- [GIVEN TASK 1]: Copy the records verbatim, from the first line of the records through the line containing "column 214, row 252", with both of those lines included.

- [GIVEN PASSAGE]:
He thinks San Antonians would agree – that if the art allocations in the bond were separated out into its own category, that citizens would vote down $8.5 million for public art.

“Part of what I’m trying to do here is to get everybody to talk about it and make sure everybody is comfortable with the process and sources of the money,” he said.

Once this conversation takes place with Council and the community, said Councilman Ron Nirenberg (D8), the conclusion will likely be the same as it was in 2011 when the “hard-fought over” funding policy was established.

“If we had the position that all of the public funds on arts should be contained within the city of San Antonio, and you imagine that cities around the world and around the country had that same position, how isolated we would feel from the arts and cultural community and the vibrancy that is so evident from having an increasingly connected world,” said Nirenberg, who is running for mayor in the May 6 election. “That’s not the world I want to live in.”

10 thoughts on “‘Councilman Cheese Grater’ Takes Aim at Public Art Funding

  1. “If San Antonio is closed to ‘outside’ artists, then why would other cities be open to ours?”

    I think Debbie hit the nail on the head with this question. We have, for too long, promoted this idea that “born-and-raised” is somehow superior to people, ideas, and innovations that come from other communities. Part of what makes America truly great is the diversity with which we are blessed. We are not made great by closing our minds or our doors to others. And, if art is an expression of human emotions and experiences, then by one saying that only San Antonio or Texas art matters, we are effectively saying that only people of San Antonio or Texas matter. And, as Nirenberg stated above, “that’s not the world I want to live in.”

  2. I’m all in favor of art of any kind and I’m equally a fan of tacos and beer. But if I see one more local artwork based on tacos or beer imagery, well, I’m not sure what I’ll do. I know “you are what you eat,” but, come on, SA artists, find some other cultural artifacts for inspiration.

  3. “If we had the position that all of the public funds on arts should be contained within the city of San Antonio, and you imagine that cities around the world and around the country had that same position, how isolated we would feel from the arts and cultural community and the vibrancy that is so evident from having an increasingly connected world,” said Ron Nirenberg, who is running for mayor in the May 6 election. “That’s not the world I want to live in.”

    Dear Ron Nirenberg, City Council members, and those in favor of public arts funding in San Antonio:

    This isn’t 1917. It’s 2017– the age of the Internet.

    San Antonian artists and appreciators from around the world connect, engage, and organize creative endeavors with the international arts community on a daily basis in powerful ways without the help of government.

    Just last night, I saw an incredible band from France perform one of the best sets I’ve ever seen at a local establishment. Dozens more bands from around the world will be pouring into San Antonio for shows and events this next week and throughout the year. I’ve seen art pieces, paintings, sculptures, films, etc from artists from all corners of the globe here in San Antonio just in the past three months. Vice versa, I’ve seen San Antonians engaging others nationally and internationally through many of those mediums.

- [DATASET EXCERPTS]:
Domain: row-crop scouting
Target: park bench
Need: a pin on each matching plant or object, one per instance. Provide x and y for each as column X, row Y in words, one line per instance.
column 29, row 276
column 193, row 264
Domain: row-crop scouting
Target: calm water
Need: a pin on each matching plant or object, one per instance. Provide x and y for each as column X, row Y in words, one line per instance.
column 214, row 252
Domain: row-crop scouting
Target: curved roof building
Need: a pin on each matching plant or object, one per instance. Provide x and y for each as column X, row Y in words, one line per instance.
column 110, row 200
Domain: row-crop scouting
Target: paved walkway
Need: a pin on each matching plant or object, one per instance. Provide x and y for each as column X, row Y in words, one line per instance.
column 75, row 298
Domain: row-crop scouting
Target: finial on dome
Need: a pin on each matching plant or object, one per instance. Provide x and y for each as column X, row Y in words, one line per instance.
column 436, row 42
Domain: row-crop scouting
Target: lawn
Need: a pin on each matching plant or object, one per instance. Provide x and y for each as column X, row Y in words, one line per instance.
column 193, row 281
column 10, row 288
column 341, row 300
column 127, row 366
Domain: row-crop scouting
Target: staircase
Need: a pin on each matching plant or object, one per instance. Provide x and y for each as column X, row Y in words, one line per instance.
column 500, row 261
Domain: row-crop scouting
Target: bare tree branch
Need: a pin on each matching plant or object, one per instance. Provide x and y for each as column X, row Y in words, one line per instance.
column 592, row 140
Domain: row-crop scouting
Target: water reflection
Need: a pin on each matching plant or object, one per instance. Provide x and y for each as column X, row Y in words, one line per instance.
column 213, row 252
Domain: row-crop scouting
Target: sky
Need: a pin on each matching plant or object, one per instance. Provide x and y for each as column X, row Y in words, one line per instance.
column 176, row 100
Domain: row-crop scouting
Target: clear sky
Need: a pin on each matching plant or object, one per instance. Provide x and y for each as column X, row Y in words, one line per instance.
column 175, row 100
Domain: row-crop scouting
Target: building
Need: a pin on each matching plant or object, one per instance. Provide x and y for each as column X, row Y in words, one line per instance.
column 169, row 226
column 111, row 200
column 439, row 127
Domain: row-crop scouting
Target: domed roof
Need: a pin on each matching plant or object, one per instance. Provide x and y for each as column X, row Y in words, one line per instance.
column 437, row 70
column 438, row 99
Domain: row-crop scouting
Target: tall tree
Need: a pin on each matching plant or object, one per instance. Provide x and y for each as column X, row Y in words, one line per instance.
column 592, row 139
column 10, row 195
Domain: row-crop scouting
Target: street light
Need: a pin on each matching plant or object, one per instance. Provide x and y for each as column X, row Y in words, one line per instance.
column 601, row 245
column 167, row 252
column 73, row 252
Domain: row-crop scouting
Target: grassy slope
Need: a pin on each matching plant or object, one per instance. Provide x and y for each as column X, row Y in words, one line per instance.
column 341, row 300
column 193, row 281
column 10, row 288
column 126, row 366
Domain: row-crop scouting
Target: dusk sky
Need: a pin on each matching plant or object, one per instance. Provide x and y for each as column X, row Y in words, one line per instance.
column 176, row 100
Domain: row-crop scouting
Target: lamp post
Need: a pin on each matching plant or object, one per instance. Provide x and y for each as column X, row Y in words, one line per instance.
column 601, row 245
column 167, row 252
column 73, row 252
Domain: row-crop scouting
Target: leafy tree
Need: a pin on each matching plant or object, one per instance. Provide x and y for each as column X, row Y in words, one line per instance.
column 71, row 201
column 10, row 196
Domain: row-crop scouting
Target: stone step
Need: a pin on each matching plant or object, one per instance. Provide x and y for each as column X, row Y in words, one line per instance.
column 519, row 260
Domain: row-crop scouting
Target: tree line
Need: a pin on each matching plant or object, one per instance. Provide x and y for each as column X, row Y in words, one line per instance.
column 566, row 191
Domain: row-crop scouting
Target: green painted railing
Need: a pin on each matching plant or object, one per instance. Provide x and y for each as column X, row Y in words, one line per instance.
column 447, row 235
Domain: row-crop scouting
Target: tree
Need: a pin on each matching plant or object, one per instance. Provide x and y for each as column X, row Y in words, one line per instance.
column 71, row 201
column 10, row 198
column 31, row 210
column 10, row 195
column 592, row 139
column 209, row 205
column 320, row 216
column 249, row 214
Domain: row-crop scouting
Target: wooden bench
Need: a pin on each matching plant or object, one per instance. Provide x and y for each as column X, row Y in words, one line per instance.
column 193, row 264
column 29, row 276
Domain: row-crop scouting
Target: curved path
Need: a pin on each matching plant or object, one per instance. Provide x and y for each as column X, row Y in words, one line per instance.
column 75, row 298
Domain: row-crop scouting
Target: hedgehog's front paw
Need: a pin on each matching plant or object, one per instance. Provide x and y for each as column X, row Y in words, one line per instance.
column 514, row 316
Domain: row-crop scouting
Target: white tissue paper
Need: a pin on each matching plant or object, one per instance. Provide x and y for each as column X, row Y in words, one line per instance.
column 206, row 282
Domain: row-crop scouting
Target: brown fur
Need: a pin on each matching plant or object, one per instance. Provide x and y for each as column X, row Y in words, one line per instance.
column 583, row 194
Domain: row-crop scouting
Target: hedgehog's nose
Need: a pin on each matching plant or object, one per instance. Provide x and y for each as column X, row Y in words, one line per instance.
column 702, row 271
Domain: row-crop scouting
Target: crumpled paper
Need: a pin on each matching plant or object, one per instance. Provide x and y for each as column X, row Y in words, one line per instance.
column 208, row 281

- [GIVEN TASK 2]:
Answer from the passage on public art funding in San Antonio:
(a) In what year was the funding policy for public art established?
(b) On what date is the mayoral election that Nirenberg is running in?
(c) Where was the band that one commenter saw perform the night before from?

- [EXERCISE OUTPUT 1]:
Domain: row-crop scouting
Target: park bench
Need: a pin on each matching plant or object, one per instance. Provide x and y for each as column X, row Y in words, one line per instance.
column 29, row 276
column 193, row 264
Domain: row-crop scouting
Target: calm water
Need: a pin on each matching plant or object, one per instance. Provide x and y for each as column X, row Y in words, one line per instance.
column 214, row 252

- [EXERCISE OUTPUT 2]:
(a) 2011
(b) May 6
(c) France